Data to process

....

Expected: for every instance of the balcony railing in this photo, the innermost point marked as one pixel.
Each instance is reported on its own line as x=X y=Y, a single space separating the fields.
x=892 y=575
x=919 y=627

....

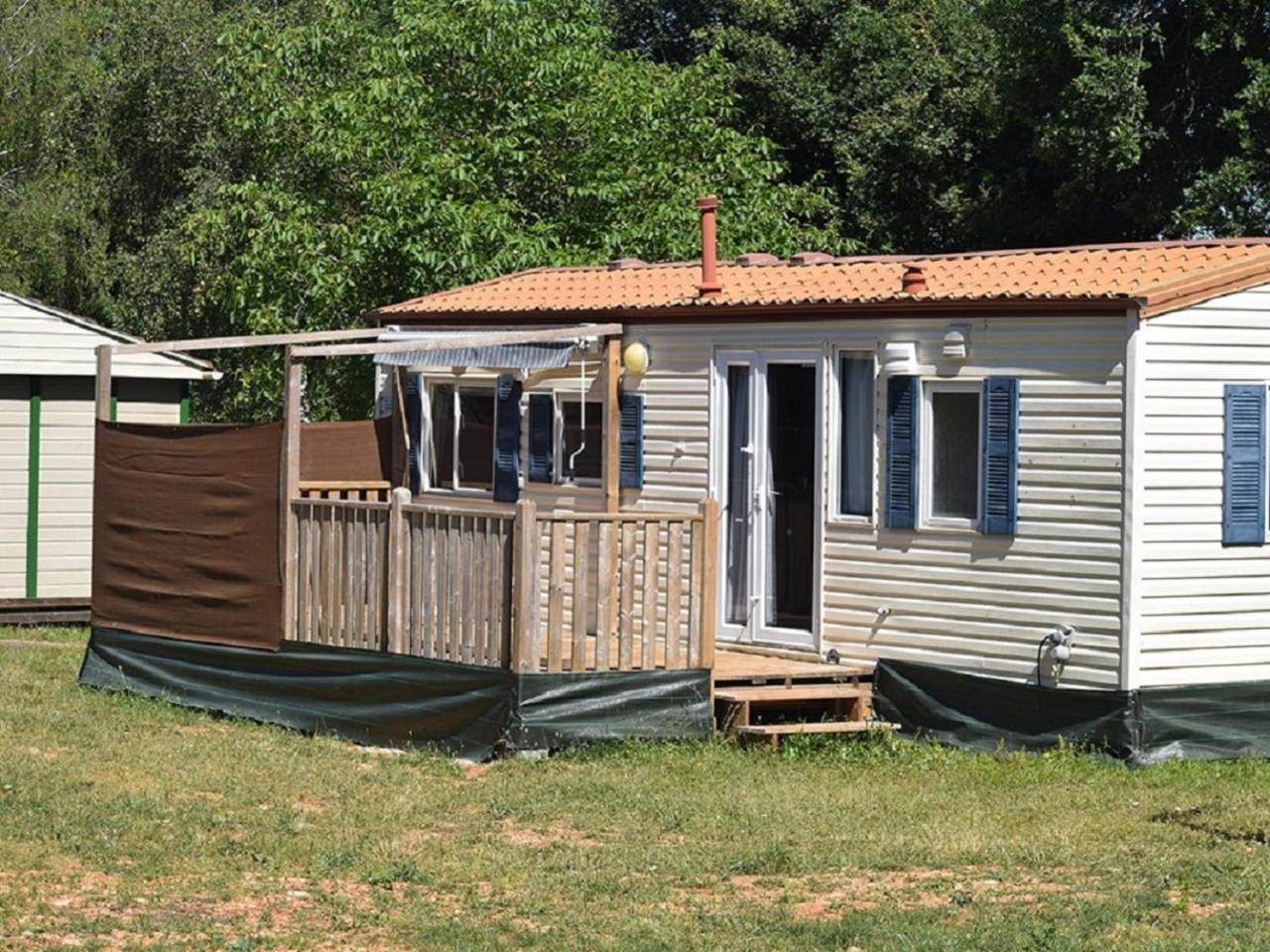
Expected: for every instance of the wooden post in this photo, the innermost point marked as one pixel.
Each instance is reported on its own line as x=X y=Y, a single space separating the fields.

....

What this task involves
Within the material above, find the lines that contain the word "Expected"; copy them.

Task solution
Expected: for every instance of the balcony railing in this photo, the innermost point marked as one pixel.
Expected: for every instance of the wooden post in this photo, the innermost point marked as one pixel.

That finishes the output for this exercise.